Prompt =>
A word-for-word copy of the entries below is required.

Information shown =>
+ + + + +
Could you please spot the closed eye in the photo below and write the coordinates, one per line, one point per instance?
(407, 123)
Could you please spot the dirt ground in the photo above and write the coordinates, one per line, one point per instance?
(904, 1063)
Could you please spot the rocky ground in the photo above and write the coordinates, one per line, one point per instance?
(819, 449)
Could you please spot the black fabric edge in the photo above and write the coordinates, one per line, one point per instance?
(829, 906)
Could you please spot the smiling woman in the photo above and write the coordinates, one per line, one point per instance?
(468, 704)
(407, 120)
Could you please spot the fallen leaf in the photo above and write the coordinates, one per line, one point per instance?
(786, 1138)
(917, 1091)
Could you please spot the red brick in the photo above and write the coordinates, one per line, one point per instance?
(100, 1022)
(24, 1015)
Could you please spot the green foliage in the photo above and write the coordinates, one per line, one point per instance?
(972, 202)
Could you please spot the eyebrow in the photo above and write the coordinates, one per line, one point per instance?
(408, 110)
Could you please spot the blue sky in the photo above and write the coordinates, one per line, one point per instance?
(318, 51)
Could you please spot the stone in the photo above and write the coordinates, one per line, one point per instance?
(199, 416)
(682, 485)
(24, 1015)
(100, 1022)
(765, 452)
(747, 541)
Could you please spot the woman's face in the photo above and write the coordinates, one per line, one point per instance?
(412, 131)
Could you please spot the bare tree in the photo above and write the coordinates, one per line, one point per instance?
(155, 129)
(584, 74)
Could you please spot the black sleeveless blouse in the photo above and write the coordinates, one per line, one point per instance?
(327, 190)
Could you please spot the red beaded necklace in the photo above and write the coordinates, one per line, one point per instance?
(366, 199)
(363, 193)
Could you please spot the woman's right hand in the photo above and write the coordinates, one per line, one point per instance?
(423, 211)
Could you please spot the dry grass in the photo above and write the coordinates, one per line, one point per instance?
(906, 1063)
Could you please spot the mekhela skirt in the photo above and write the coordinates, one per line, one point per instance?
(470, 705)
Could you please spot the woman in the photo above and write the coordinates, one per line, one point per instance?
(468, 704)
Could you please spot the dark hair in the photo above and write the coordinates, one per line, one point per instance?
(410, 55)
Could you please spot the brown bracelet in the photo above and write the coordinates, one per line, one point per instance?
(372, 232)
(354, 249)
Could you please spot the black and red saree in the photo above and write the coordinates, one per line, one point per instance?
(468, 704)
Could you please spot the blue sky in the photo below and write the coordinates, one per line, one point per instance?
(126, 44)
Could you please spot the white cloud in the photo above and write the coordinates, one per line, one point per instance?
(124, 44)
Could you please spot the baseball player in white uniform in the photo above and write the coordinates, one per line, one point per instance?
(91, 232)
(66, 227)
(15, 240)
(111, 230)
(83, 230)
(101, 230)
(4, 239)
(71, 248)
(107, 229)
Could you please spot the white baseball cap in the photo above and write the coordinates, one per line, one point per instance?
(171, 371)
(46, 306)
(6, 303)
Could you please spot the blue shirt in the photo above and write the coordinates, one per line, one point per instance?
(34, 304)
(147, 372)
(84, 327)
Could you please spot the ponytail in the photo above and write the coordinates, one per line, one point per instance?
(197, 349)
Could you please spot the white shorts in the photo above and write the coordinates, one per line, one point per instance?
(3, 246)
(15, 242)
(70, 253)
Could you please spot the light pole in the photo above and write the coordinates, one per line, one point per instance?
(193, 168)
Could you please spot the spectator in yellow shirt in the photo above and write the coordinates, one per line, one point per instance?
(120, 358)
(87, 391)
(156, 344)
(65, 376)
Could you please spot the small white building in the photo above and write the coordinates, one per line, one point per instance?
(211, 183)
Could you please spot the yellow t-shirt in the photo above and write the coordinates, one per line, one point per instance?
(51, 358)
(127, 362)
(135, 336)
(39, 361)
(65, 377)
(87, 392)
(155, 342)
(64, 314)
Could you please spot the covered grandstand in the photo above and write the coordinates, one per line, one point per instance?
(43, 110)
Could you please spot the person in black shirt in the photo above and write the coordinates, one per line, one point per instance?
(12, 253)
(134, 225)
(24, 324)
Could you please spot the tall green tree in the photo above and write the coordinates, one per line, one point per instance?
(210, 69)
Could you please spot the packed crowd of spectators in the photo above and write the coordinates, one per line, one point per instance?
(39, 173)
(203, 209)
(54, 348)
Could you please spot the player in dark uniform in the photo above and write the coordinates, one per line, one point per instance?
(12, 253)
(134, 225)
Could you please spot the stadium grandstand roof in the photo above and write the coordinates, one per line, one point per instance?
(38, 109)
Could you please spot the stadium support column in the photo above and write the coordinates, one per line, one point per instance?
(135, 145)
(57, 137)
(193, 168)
+ + + + +
Answer to this task =>
Could you please spot the closed eye in the photo below and write the coordinates, one per line, one point per instance?
(407, 123)
Could you please spot the dirt ground in the photo above and write the coordinates, one per line, one point per instance?
(904, 1063)
Could you please spot the rocky ground in the photo above and write the coordinates, one per line, one point per instance?
(819, 449)
Could you please spot the black fabric edge in the photo above and write the coordinates, one per line, one point per instance?
(829, 906)
Could you please spot the smiling woman in the photo above and write the coordinates, one per line, one point per instance?
(468, 704)
(407, 120)
Could you please spot the fallen leaf in the photo above and write the coordinates, one per line, one point per instance?
(786, 1138)
(917, 1091)
Could you please spot the red brick in the photo above and write the coordinates, one per line, one point per instance?
(100, 1022)
(24, 1015)
Could you please spot the green foliage in the photo above and write the coordinates, one per line, one point per instance?
(972, 202)
Could you please spot the eyebrow in the photo above and write the coordinates, one per line, one point per instance?
(408, 110)
Could you please spot the blue sky in the photo above and write the coordinates, one per line, one point per instance?
(318, 51)
Could you please spot the stone in the photo above and write the coordinates, one per line, one point per instance?
(199, 416)
(682, 485)
(24, 1015)
(100, 1022)
(765, 452)
(747, 541)
Could you please spot the woman's face in the photo above and write the coordinates, one per line, one point per instance?
(412, 131)
Could you please spot the bare tree in the photo above and write the coordinates, one per line, one point per instance?
(155, 129)
(584, 74)
Could you please spot the black sleeveless blouse in the photo above and write the coordinates, one per line, one point per instance?
(327, 190)
Could you please spot the red beaded necklace in the photo above and write the coordinates, one per line, one point per instance?
(366, 199)
(363, 193)
Could you please spot the woman's right hand in the photo above and write the coordinates, one per line, one point per instance?
(423, 211)
Could you please spot the dry grass in the photo above and write the coordinates, one per line, one point per instance?
(906, 1063)
Could you please spot the mekhela skirt in the photo above and write the coordinates, one per line, one point per instance?
(470, 705)
Could you please spot the woman in the photo above and write the coordinates, one per line, one point per instance?
(468, 704)
Could you please spot the dark hair in the photo above and write the coordinates, one per line, one point per instance?
(410, 55)
Could you please spot the brown bracelet in the photo above and write the coordinates, one per line, one point per instance?
(372, 232)
(354, 249)
Could you please spot the black and red saree in the photo above and write the coordinates, one per line, one point per instance?
(468, 704)
Could you please spot the blue sky in the photo below and write the coordinates, one per line, one point per instance?
(126, 44)
Could you please spot the white cloud in the photo above and write the coordinates, one per line, one point per instance?
(124, 44)
Could you please spot the baseball player in white uniform in the photo above and write the coordinates, one per line, one point per instance?
(91, 232)
(66, 227)
(15, 240)
(111, 230)
(83, 230)
(101, 230)
(4, 239)
(71, 248)
(107, 229)
Could you please spot the white baseball cap in the photo above and write the coordinates, one per line, one point per instance?
(171, 371)
(46, 306)
(6, 303)
Could you please spot the blue shirt in the photo above and write the coordinates, one per line, one point per instance?
(34, 304)
(147, 372)
(84, 327)
Could you please spot the ponytail in the photo above and write the coordinates, one per line, one point per instance?
(197, 349)
Could you please spot the white shorts in the photo above and write the coordinates, one per line, one point per instance?
(3, 246)
(15, 242)
(70, 253)
Could you please spot the light pole in the photo above and write the coordinates, one per line, one point per instance?
(193, 168)
Could you please spot the spectator in yellow shirt in the photo above and write the coordinates, one per line, one point per instance?
(120, 358)
(87, 391)
(156, 344)
(65, 376)
Could you please spot the small white building in the photo above and write the coordinates, one per line, one point per instance?
(211, 183)
Could you please spot the yellow t-shirt in the photo above and write the coordinates, one per line, one point per instance?
(51, 358)
(127, 362)
(135, 336)
(39, 361)
(65, 377)
(87, 392)
(155, 342)
(64, 314)
Could you please spot the covered grandstand in the photo above and write the coordinates, one per line, one point per instance?
(43, 110)
Could you please spot the person in black shirt in the photo above and write the coordinates, one per line, one point per instance?
(12, 253)
(134, 225)
(24, 324)
Could you please spot the tall green tree in the photo above and write the coordinates, one per line, one point per instance?
(210, 69)
Could you please spot the packed crowd of spectators in the photo above and write the coordinates, one per line, one point per instance?
(39, 173)
(203, 209)
(54, 348)
Could you please spot the player in dark uniform in the photo above and write the coordinates, one per line, one point per instance?
(12, 253)
(134, 225)
Could you please spot the stadium grandstand roof in the photo above and write the coordinates, one per line, one point per instance?
(38, 109)
Could you please spot the stadium support column in the photo above and write the coordinates, one per line, one point per instance?
(135, 145)
(57, 137)
(193, 168)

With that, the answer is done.